[START]
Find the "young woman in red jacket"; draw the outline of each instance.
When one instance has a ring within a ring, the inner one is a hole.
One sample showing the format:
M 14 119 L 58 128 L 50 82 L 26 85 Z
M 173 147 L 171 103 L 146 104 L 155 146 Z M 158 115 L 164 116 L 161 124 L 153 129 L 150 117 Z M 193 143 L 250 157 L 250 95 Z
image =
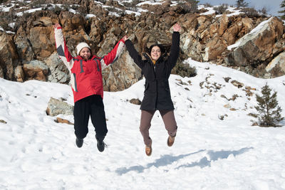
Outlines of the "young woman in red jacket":
M 102 70 L 113 63 L 122 53 L 124 36 L 115 48 L 103 58 L 92 55 L 90 46 L 85 42 L 76 46 L 77 56 L 69 53 L 59 23 L 53 26 L 56 50 L 59 57 L 68 68 L 71 74 L 71 85 L 74 97 L 74 130 L 76 143 L 79 148 L 88 132 L 88 120 L 91 117 L 95 127 L 97 147 L 104 151 L 103 139 L 108 132 L 103 102 L 103 88 Z

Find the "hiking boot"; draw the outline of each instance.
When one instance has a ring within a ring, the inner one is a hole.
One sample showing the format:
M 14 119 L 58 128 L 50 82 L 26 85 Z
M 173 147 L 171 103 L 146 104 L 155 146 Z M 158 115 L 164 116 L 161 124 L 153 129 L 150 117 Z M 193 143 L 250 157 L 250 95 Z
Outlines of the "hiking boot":
M 83 139 L 79 139 L 76 137 L 76 143 L 78 148 L 81 148 L 82 145 L 83 145 Z
M 106 144 L 103 141 L 103 139 L 99 139 L 96 137 L 96 140 L 97 140 L 97 148 L 100 152 L 103 152 L 105 149 L 105 147 L 107 147 Z
M 170 136 L 168 136 L 168 138 L 167 138 L 167 146 L 168 147 L 172 146 L 175 139 L 175 137 L 171 137 Z
M 151 155 L 152 152 L 152 149 L 151 147 L 151 145 L 150 145 L 150 147 L 145 146 L 145 154 L 148 157 L 150 157 Z

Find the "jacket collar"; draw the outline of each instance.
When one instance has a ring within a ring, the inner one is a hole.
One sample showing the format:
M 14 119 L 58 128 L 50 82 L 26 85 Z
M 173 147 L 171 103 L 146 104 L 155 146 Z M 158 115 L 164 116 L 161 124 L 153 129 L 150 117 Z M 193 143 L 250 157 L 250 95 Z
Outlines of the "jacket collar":
M 150 54 L 148 54 L 147 53 L 145 52 L 142 53 L 142 55 L 145 56 L 145 58 L 150 61 L 150 63 L 153 63 L 153 60 L 151 58 L 151 56 L 150 56 Z M 166 56 L 166 53 L 163 53 L 162 55 L 160 56 L 160 57 L 156 60 L 156 63 L 159 63 L 160 62 L 160 60 L 163 59 L 164 57 L 165 57 Z
M 77 56 L 75 58 L 76 58 L 76 59 L 78 59 L 78 60 L 83 60 L 83 58 L 81 58 L 81 56 L 79 56 L 79 55 Z M 93 56 L 91 56 L 91 58 L 90 58 L 90 59 L 88 59 L 88 60 L 93 60 L 93 59 L 94 59 L 94 58 L 98 58 L 98 59 L 99 59 L 98 57 L 97 57 L 96 56 L 93 55 Z

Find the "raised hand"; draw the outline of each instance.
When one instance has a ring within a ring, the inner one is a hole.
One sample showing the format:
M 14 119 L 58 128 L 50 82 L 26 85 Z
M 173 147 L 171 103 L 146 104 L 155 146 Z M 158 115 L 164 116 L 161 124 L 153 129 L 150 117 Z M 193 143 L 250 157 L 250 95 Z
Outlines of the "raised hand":
M 128 36 L 125 36 L 124 37 L 123 37 L 123 40 L 124 41 L 125 41 L 126 40 L 128 40 Z
M 177 31 L 177 32 L 180 32 L 181 31 L 181 26 L 180 26 L 180 25 L 179 24 L 179 23 L 175 23 L 174 26 L 173 26 L 173 31 Z
M 61 27 L 61 25 L 58 23 L 56 23 L 55 25 L 53 25 L 53 28 L 57 28 L 58 27 Z

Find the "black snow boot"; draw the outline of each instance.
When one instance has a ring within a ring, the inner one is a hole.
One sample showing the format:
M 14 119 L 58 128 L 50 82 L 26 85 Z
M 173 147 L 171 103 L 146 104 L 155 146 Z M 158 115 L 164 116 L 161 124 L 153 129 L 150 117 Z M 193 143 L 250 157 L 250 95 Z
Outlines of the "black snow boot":
M 103 139 L 97 137 L 97 135 L 95 136 L 96 140 L 97 140 L 97 148 L 100 152 L 103 152 L 105 149 L 105 147 L 107 147 L 106 144 L 103 141 Z
M 83 139 L 76 137 L 76 143 L 78 148 L 81 148 L 82 145 L 83 145 Z

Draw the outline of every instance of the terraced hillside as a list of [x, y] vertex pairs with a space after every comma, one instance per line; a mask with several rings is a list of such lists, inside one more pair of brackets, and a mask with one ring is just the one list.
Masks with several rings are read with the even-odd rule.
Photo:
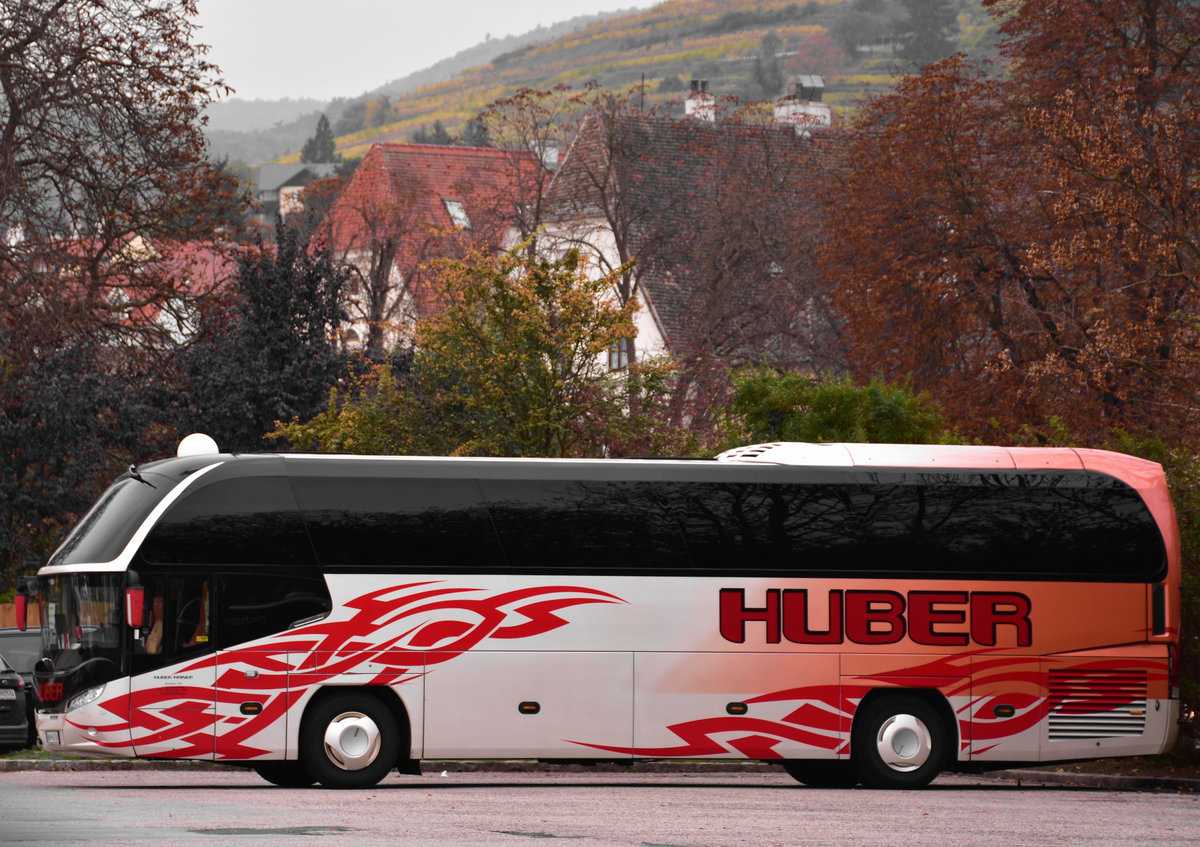
[[[782, 94], [787, 77], [820, 73], [826, 102], [844, 114], [864, 90], [887, 86], [911, 67], [894, 37], [905, 20], [902, 0], [667, 0], [415, 90], [384, 86], [335, 119], [337, 150], [360, 156], [374, 142], [407, 140], [436, 124], [457, 134], [485, 106], [520, 88], [590, 82], [640, 86], [650, 106], [682, 102], [692, 78], [709, 80], [718, 95], [767, 100]], [[960, 4], [958, 23], [959, 49], [978, 48], [991, 31], [978, 0]], [[293, 152], [278, 161], [298, 158]]]

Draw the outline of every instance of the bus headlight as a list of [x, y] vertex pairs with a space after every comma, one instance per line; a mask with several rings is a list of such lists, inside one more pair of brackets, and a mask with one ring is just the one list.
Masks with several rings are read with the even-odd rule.
[[78, 693], [74, 697], [72, 697], [70, 701], [67, 701], [67, 708], [66, 708], [66, 710], [67, 711], [72, 711], [74, 709], [82, 709], [83, 707], [88, 705], [89, 703], [95, 703], [97, 699], [100, 699], [100, 696], [102, 693], [104, 693], [104, 686], [103, 685], [97, 685], [94, 689], [88, 689], [83, 693]]

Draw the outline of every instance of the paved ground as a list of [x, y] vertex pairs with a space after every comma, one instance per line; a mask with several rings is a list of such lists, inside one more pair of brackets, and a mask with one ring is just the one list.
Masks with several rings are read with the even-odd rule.
[[[782, 769], [760, 762], [690, 762], [661, 761], [638, 762], [630, 767], [616, 764], [550, 764], [545, 762], [524, 761], [479, 761], [479, 762], [437, 762], [422, 763], [425, 774], [437, 774], [443, 770], [456, 773], [631, 773], [631, 774], [734, 774], [761, 773], [778, 774]], [[35, 759], [0, 758], [0, 773], [14, 770], [240, 770], [209, 762], [168, 762], [155, 759]], [[1184, 771], [1186, 773], [1186, 771]], [[1022, 785], [1063, 785], [1090, 788], [1110, 788], [1114, 791], [1177, 791], [1200, 793], [1200, 776], [1181, 776], [1164, 773], [1110, 774], [1075, 773], [1063, 769], [1016, 769], [994, 770], [976, 774], [982, 779], [1002, 780], [1016, 786]]]

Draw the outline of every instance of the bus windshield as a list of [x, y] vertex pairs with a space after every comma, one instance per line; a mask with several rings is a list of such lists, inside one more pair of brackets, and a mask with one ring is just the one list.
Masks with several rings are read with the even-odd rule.
[[41, 578], [42, 655], [54, 679], [42, 699], [58, 702], [125, 675], [125, 573], [65, 573]]

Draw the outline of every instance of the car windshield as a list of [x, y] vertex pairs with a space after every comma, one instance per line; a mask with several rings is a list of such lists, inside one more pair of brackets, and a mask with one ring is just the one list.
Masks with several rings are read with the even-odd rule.
[[151, 471], [113, 483], [50, 557], [50, 565], [100, 564], [121, 554], [174, 482]]

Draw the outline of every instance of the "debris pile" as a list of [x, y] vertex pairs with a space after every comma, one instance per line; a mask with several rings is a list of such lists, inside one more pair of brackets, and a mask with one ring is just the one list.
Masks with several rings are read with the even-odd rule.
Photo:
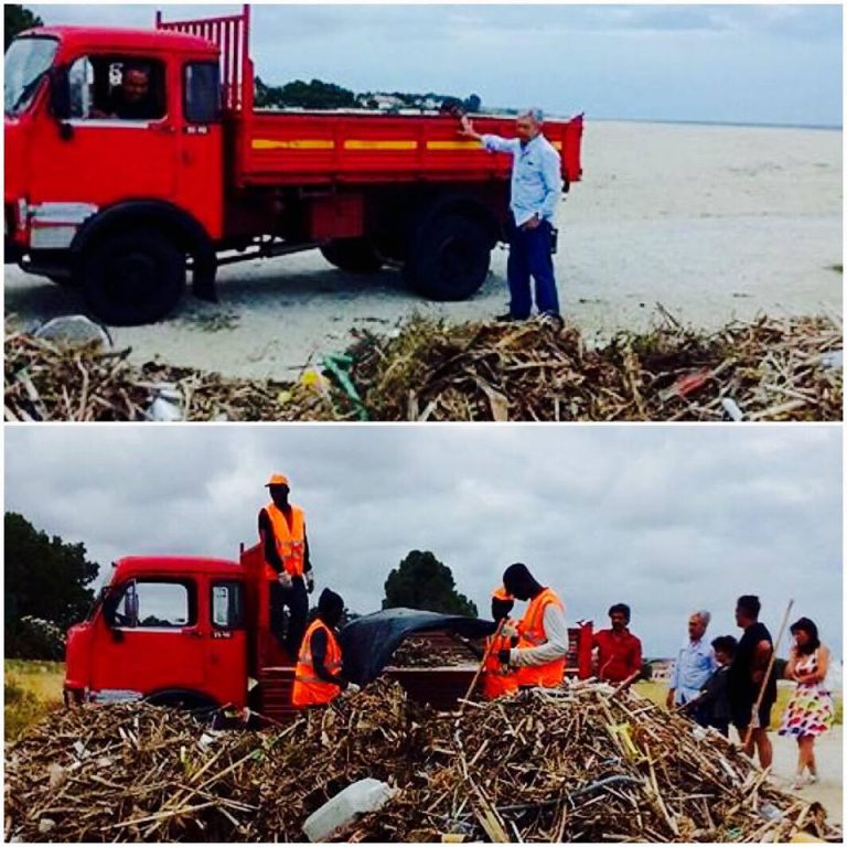
[[539, 321], [414, 318], [397, 337], [363, 335], [351, 376], [376, 420], [840, 420], [834, 320], [762, 317], [704, 335], [661, 314], [596, 349]]
[[619, 333], [594, 349], [576, 329], [540, 321], [415, 317], [394, 337], [361, 334], [346, 355], [324, 360], [323, 373], [307, 369], [296, 383], [137, 367], [129, 350], [7, 324], [6, 419], [841, 419], [835, 320], [762, 317], [704, 335], [661, 314], [652, 332]]
[[[467, 709], [433, 738], [422, 775], [349, 839], [762, 841], [823, 810], [775, 789], [717, 733], [597, 684]], [[449, 730], [449, 731], [448, 731]], [[696, 735], [695, 735], [696, 732]]]
[[479, 656], [450, 636], [443, 639], [405, 639], [392, 654], [393, 667], [455, 667], [478, 664]]
[[838, 837], [717, 735], [573, 683], [444, 715], [380, 680], [267, 732], [143, 704], [57, 712], [7, 750], [6, 838], [297, 841], [351, 783], [400, 789], [349, 841]]
[[[162, 419], [154, 414], [162, 400], [175, 406], [168, 420], [308, 419], [307, 401], [315, 399], [303, 386], [227, 379], [156, 362], [137, 367], [130, 352], [10, 333], [7, 325], [6, 420]], [[299, 400], [289, 403], [292, 397]]]

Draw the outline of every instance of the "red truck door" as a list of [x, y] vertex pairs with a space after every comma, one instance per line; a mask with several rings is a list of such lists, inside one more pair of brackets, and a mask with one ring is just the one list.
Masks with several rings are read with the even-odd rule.
[[[124, 95], [131, 67], [148, 77], [140, 108]], [[179, 168], [179, 115], [172, 114], [179, 104], [176, 69], [157, 58], [89, 52], [71, 61], [68, 83], [71, 119], [60, 127], [44, 114], [37, 121], [31, 202], [46, 204], [47, 212], [54, 203], [99, 207], [124, 199], [172, 199]]]
[[247, 631], [244, 582], [210, 583], [211, 632], [206, 651], [206, 690], [222, 705], [246, 705]]
[[[205, 691], [211, 628], [193, 578], [133, 579], [116, 589], [111, 623], [98, 625], [92, 657], [94, 691]], [[205, 618], [207, 620], [207, 618]]]

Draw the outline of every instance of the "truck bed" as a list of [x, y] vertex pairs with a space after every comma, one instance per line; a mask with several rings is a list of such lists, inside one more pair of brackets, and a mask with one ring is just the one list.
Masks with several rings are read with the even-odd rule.
[[[476, 131], [514, 136], [514, 119], [474, 118]], [[235, 138], [237, 185], [367, 184], [386, 181], [508, 179], [512, 158], [489, 153], [458, 135], [459, 120], [442, 115], [371, 111], [254, 110]], [[549, 120], [547, 139], [561, 154], [564, 179], [581, 176], [582, 117]]]

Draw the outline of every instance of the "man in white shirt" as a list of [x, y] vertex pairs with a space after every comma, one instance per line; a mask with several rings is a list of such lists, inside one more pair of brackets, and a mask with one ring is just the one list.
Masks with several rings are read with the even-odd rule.
[[[674, 706], [684, 706], [699, 697], [706, 680], [718, 667], [711, 645], [706, 640], [706, 630], [710, 620], [711, 614], [705, 609], [694, 612], [688, 618], [688, 641], [679, 648], [671, 672], [666, 699], [668, 709]], [[706, 726], [703, 722], [705, 717], [696, 707], [691, 717], [701, 726]]]

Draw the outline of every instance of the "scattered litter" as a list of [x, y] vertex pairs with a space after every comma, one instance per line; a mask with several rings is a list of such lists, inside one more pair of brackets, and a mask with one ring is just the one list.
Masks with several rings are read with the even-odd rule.
[[[187, 714], [146, 704], [57, 711], [7, 749], [4, 835], [298, 841], [311, 815], [369, 779], [397, 793], [334, 837], [840, 837], [819, 804], [784, 793], [722, 737], [698, 740], [687, 718], [635, 691], [613, 696], [607, 688], [583, 680], [525, 690], [457, 717], [410, 701], [383, 678], [286, 728], [221, 732], [214, 744], [202, 743], [207, 730]], [[51, 786], [51, 766], [71, 763], [81, 739], [90, 754], [72, 778]], [[112, 762], [108, 769], [98, 765], [104, 755]]]
[[[448, 325], [414, 317], [356, 331], [343, 355], [293, 382], [230, 379], [99, 342], [57, 344], [7, 325], [7, 420], [173, 416], [151, 387], [179, 392], [183, 420], [840, 420], [843, 331], [835, 319], [761, 317], [711, 334], [664, 310], [643, 334], [591, 347], [543, 321]], [[160, 404], [161, 405], [161, 404]], [[743, 410], [743, 411], [742, 411]], [[167, 417], [165, 419], [175, 419]]]

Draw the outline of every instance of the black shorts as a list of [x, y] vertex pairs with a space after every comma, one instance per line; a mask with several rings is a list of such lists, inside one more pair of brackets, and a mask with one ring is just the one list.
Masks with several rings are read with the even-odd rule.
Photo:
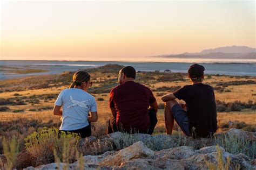
[[91, 129], [91, 124], [83, 128], [82, 129], [74, 130], [61, 130], [61, 131], [65, 132], [70, 132], [70, 133], [76, 133], [79, 135], [81, 138], [84, 138], [85, 137], [88, 137], [91, 136], [92, 133]]
[[171, 111], [175, 121], [181, 130], [186, 136], [190, 136], [190, 122], [187, 112], [181, 108], [179, 104], [173, 105]]

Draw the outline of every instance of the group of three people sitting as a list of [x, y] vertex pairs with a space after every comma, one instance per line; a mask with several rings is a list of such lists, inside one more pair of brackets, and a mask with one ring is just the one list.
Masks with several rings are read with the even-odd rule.
[[[204, 66], [198, 64], [191, 66], [188, 75], [192, 85], [161, 98], [165, 103], [166, 134], [172, 134], [174, 120], [187, 136], [209, 137], [216, 132], [214, 93], [212, 87], [203, 83], [204, 70]], [[112, 116], [109, 121], [107, 134], [117, 131], [150, 134], [153, 132], [158, 122], [158, 104], [150, 89], [135, 82], [136, 75], [132, 66], [125, 67], [119, 73], [120, 84], [110, 94]], [[60, 130], [77, 133], [82, 138], [91, 134], [90, 122], [98, 119], [95, 98], [86, 92], [92, 84], [88, 73], [80, 70], [73, 75], [69, 88], [60, 92], [53, 109], [54, 115], [62, 116]], [[186, 103], [178, 103], [176, 98]]]

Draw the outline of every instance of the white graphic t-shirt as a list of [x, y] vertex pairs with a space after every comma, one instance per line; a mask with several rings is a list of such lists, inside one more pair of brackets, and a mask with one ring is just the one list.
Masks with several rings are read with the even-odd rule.
[[62, 130], [74, 130], [89, 125], [88, 113], [97, 111], [95, 98], [82, 89], [66, 89], [59, 94], [55, 104], [62, 106]]

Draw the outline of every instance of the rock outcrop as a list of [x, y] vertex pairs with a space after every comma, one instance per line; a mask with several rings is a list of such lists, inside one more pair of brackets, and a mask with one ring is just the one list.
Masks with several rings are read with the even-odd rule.
[[[237, 129], [231, 129], [207, 139], [115, 132], [102, 136], [97, 140], [91, 140], [91, 142], [84, 145], [86, 153], [96, 155], [84, 156], [83, 162], [70, 164], [52, 163], [25, 169], [58, 167], [72, 169], [81, 166], [85, 169], [204, 169], [210, 167], [256, 169], [255, 159], [252, 160], [241, 153], [231, 154], [224, 148], [216, 146], [217, 141], [227, 142], [223, 139], [226, 139], [225, 138], [228, 136], [235, 138], [235, 140], [246, 140], [247, 144], [254, 145], [250, 149], [255, 150], [256, 133]], [[229, 142], [232, 146], [232, 142], [238, 140], [236, 141]], [[234, 152], [235, 152], [232, 153]]]
[[[84, 168], [86, 169], [205, 169], [210, 166], [226, 166], [227, 158], [231, 160], [228, 165], [231, 169], [237, 167], [243, 169], [256, 168], [255, 164], [250, 162], [249, 158], [244, 154], [230, 154], [221, 147], [218, 149], [216, 146], [211, 146], [194, 150], [190, 146], [180, 146], [154, 152], [141, 141], [118, 152], [84, 156]], [[223, 164], [220, 160], [223, 160]], [[49, 169], [58, 167], [62, 169], [65, 166], [72, 169], [78, 166], [77, 162], [69, 165], [52, 163], [25, 169]]]

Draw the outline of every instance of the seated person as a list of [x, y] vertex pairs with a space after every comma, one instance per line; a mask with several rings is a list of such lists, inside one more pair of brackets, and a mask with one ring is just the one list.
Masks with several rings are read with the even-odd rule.
[[157, 123], [157, 103], [148, 87], [134, 81], [136, 74], [131, 66], [125, 67], [119, 72], [120, 85], [112, 89], [110, 94], [113, 116], [109, 122], [108, 134], [118, 131], [153, 133]]
[[[161, 97], [165, 102], [166, 133], [171, 134], [174, 119], [183, 132], [193, 137], [209, 137], [217, 129], [216, 104], [213, 89], [203, 83], [204, 66], [194, 64], [188, 70], [192, 85], [185, 86]], [[182, 107], [175, 100], [186, 102]]]
[[55, 115], [62, 116], [60, 131], [77, 133], [82, 138], [91, 136], [90, 122], [98, 119], [95, 98], [86, 92], [92, 84], [88, 73], [78, 71], [69, 89], [60, 92], [53, 108]]

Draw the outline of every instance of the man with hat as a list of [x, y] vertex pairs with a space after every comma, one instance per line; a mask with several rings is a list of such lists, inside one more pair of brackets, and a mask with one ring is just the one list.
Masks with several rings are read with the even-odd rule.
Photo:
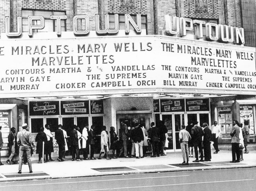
[END]
→ GIVEN REQUEST
Reproduce the data from its first line through the line containing "M 102 70 L 113", including both ends, and omit the pictures.

→ FINAL RESULT
Find the "young woman in red jacket"; draw the outline of each instance.
When one instance has a ring within a ring, the inner one is a hole.
One sample showing the format:
M 14 119 L 58 128 L 50 82 L 26 85 Z
M 173 147 L 171 103 L 146 104 L 155 146 Z M 158 115 L 164 116 L 161 124 L 153 129 L 150 117 Z M 193 143 L 250 157 L 250 95 Z
image =
Outlines of the "young woman in red jacket":
M 102 70 L 113 63 L 122 53 L 124 36 L 115 48 L 103 58 L 92 55 L 90 46 L 85 42 L 76 46 L 77 56 L 69 53 L 59 23 L 53 26 L 56 50 L 59 57 L 68 68 L 71 74 L 71 85 L 74 97 L 74 130 L 76 143 L 79 148 L 88 132 L 88 120 L 91 117 L 95 127 L 97 147 L 104 151 L 103 139 L 108 132 L 103 102 L 103 88 Z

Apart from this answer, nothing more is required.